### What is needed
Pull out every line of the listing below that contains the word "positive", and copy each one in full.

════════════════════

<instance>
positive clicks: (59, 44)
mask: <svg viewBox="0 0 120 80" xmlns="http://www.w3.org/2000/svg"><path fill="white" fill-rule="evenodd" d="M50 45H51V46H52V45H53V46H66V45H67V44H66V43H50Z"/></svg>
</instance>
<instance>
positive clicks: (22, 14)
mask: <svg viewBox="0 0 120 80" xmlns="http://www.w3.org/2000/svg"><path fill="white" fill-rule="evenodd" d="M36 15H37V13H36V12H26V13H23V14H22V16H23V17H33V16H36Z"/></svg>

════════════════════

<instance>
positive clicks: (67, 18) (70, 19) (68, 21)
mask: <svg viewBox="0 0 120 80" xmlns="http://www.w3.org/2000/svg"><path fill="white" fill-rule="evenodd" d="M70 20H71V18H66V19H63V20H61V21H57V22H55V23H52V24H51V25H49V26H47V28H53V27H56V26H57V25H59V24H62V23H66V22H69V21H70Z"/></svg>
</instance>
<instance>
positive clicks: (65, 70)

════════════════════

### Exercise result
positive clicks: (59, 44)
positive clicks: (22, 14)
positive clicks: (67, 18) (70, 19) (68, 21)
positive clicks: (65, 70)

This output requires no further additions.